* _Exercise_
Every entry must be transcribed exactly as written.
________
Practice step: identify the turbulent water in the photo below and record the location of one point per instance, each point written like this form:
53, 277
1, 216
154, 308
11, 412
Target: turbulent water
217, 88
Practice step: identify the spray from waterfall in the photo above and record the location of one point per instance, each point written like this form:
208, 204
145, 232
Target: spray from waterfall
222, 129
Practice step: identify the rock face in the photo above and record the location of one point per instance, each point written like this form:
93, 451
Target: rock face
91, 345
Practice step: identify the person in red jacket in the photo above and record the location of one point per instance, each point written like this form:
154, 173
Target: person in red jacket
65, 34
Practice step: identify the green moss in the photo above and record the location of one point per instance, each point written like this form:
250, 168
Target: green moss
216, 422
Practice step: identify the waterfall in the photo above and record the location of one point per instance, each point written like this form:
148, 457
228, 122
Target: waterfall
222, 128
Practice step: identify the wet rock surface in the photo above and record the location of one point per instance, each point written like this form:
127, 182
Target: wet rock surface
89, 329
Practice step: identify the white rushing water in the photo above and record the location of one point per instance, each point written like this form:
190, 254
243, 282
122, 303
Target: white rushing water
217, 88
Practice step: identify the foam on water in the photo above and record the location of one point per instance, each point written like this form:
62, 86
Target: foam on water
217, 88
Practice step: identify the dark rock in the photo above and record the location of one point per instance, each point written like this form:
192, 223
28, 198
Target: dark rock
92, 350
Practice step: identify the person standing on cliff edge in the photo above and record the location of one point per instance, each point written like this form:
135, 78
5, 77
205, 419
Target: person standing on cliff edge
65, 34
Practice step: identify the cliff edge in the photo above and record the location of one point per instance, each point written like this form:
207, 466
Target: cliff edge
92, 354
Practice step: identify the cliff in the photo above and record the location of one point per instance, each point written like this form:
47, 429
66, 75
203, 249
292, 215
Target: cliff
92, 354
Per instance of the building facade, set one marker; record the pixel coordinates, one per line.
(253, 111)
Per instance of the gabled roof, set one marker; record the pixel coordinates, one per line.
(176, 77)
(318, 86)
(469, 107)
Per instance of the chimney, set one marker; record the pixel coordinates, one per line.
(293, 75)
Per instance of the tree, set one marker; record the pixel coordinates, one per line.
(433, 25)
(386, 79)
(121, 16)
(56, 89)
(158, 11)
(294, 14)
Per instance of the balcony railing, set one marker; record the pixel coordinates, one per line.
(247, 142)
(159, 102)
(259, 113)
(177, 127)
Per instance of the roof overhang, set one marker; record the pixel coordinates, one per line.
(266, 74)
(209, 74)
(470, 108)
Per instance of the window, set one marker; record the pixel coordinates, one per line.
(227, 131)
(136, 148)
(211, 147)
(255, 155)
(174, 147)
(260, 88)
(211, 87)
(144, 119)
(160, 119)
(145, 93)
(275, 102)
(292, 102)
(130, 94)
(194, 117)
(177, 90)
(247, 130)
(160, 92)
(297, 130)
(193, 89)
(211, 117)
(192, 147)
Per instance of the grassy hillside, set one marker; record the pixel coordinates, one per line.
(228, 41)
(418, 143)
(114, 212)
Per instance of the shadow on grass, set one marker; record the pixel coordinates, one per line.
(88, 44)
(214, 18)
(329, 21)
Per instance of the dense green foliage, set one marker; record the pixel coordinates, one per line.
________
* _Exercise response_
Practice step: identify the turbulent water in the photo below and record the location of one point per instance, each point written like this form:
53, 277
1, 216
154, 308
11, 412
Target: turbulent water
217, 88
Practice step: identify the spray from waterfall in the photo above and record the location of one point per instance, each point written like this form:
208, 204
145, 232
Target: spray from waterfall
222, 129
Practice step: identify the rock face in the photo above and record the location of one point per instance, each point written like this form:
93, 451
Target: rock face
91, 345
Practice step: identify the person in red jacket in the photo above and record the location of one point per instance, each point written like this form:
154, 173
Target: person in red jacket
65, 34
Practice step: identify the green moss in the photo above and record the location of one point per instance, each point written like this form:
250, 168
Target: green moss
216, 422
Practice step: identify the waterfall in the photo above and record the location of one point per instance, each point written like this form:
148, 457
228, 122
Target: waterfall
222, 128
Practice step: identify the wet rock surface in the photo above and record the location of one point per instance, each point written like this form:
127, 182
Target: wet rock surface
89, 329
Practice step: identify the white rushing water in the photo above and record the location of one point per instance, each point written like this form:
190, 254
243, 282
122, 303
Target: white rushing water
217, 88
Practice step: identify the foam on water in the photo above and record the location of one point per instance, each point written like this form:
62, 86
Target: foam on water
217, 88
Practice step: identify the dark rock in the photo above and record the location of one point per instance, each point written like this form:
192, 223
28, 198
Target: dark rock
92, 350
Practice step: identify the person standing on cliff edge in the photo above and record the location of one point per instance, each point written like this form:
135, 78
5, 77
205, 419
Target: person standing on cliff edge
65, 34
Practice step: identify the cliff edge in the photo above and record the location of one point per instance, each point written like this form:
207, 466
Target: cliff edge
92, 354
Practice step: identify the cliff in the photo above and record the location of one point per instance, each point written like this form:
47, 429
66, 75
203, 249
292, 215
Target: cliff
92, 354
Per instance of the building facade, set one marker; record the pixel coordinates, one per line.
(253, 111)
Per instance of the gabled roof, set one marker; record the pixel coordinates, one per line.
(176, 77)
(318, 86)
(469, 107)
Per instance of the chimney, set one marker; record the pixel coordinates, one per line.
(293, 75)
Per instance of the tree, set one marker; record the pixel coordinates, one per line.
(433, 25)
(386, 79)
(121, 16)
(56, 89)
(158, 11)
(294, 14)
Per instance of the balcony railing, set one marker; record the pixel coordinates, one per line.
(247, 142)
(159, 102)
(259, 113)
(177, 127)
Per instance of the roof overhang, set one marker; record the pixel coordinates, one per line.
(266, 74)
(209, 74)
(470, 108)
Per instance of the window, set one marker; record the pixel coordinates, one per line.
(227, 131)
(136, 148)
(211, 147)
(255, 155)
(174, 147)
(260, 88)
(211, 87)
(144, 119)
(160, 119)
(145, 93)
(275, 102)
(292, 102)
(130, 94)
(194, 117)
(177, 90)
(247, 130)
(160, 92)
(297, 130)
(193, 89)
(211, 117)
(192, 147)
Per instance of the grassy hillside, set one marker; record the pixel coordinates, one per line.
(228, 41)
(418, 143)
(114, 212)
Per instance of the shadow on grass, set one marker; record the pixel coordinates, one per line.
(88, 44)
(214, 18)
(329, 21)
Per instance of the dense green foliage, set one marker; record the pixel coordinates, one per line.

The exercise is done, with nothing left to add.